# The exercise
Copy the entries below, changing every "Target" to "Label" and leaving everything else unchanged.

# Given entries
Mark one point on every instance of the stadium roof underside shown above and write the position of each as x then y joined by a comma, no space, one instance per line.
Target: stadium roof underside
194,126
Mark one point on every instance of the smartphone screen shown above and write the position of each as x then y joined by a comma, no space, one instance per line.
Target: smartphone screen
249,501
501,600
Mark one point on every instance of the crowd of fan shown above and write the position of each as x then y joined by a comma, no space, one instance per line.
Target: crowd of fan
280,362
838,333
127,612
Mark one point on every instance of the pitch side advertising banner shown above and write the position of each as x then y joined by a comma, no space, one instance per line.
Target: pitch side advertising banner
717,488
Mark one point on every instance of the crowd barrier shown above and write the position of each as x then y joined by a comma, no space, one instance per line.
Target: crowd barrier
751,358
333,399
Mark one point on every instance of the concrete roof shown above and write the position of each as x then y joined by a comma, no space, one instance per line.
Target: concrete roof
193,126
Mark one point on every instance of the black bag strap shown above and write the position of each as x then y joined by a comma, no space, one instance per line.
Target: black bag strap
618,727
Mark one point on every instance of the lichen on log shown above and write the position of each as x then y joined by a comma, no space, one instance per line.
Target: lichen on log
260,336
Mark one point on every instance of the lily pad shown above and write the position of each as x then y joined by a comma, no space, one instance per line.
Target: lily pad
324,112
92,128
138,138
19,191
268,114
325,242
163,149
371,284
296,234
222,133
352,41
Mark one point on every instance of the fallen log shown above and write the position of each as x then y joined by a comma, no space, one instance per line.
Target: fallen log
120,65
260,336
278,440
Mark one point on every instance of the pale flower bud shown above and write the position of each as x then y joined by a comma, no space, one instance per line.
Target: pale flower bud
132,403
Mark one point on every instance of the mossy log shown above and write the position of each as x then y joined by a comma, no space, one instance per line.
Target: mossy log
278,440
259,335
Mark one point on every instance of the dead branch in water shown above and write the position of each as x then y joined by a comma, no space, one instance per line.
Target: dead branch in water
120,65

# Solution for this problem
Mark one point on every instance of the stadium roof underside shown above and write the position of each as x then y joined by a comma, no space, one instance per line.
Label: stadium roof underside
194,126
Mark one point on every instance of the smartphone screen shown above and write the position of each as x then y joined by a comma, no space, one instance per line.
Label: smartphone screen
249,501
501,600
Mark one point on every instance of the crowd of fan shown above and write the position of each as x then y joined by a comma, no space, one instance per line.
Label: crowd of fan
280,362
838,333
127,612
Mark one point on every instance of the pitch side advertising banner shown above and write the position of each as x then y joined by a comma, no space, one instance per line.
Label: pitch side advertising banner
717,488
Mark one point on every instance of the crowd barrier shown above and write the position of each as x then y joined by a comma, no space, one instance per line.
Label: crowd barrier
751,358
333,399
Mark one point on every instance of the concrete roof shown above and write the position of each as x then y joined by a comma, no space, one instance per line.
Label: concrete roof
193,126
Mark one point on every instance of the black bag strap shown above and write the position of each as x then y joined by a comma, no space, one instance per line.
Label: black bag strap
618,727
Mark one point on every instance of the lichen on log shown above and write the position of each as x then y joined by a comma, no space, one instance per line.
Label: lichen on log
260,336
Mark one point on every instance of the lily pad shown above and write the position of each as x then y joined by a comma, no space, one instance per line.
Label: lily pad
324,112
92,128
138,138
19,191
268,114
325,242
163,149
371,284
296,234
222,133
352,41
Mark one point on every instance of the fallen log shown above and write the position of each as x then y joined by a comma, no space, one instance per line.
Label: fallen log
120,65
260,336
278,440
Mark one point on every instance of the pale flower bud shown above and write the position of each as x then y joined by a comma, no space, one instance per line.
Label: pale flower bud
132,403
Mark one point on every instance of the mossy log shown above and write the position of each as x then y joined by a comma, no space, one instance per line.
Label: mossy log
278,440
259,335
Mark one point on every instance of the dead branch in water shown above and write the position of each as x then y joined by a comma, no space, one instance per line.
Label: dead branch in water
120,65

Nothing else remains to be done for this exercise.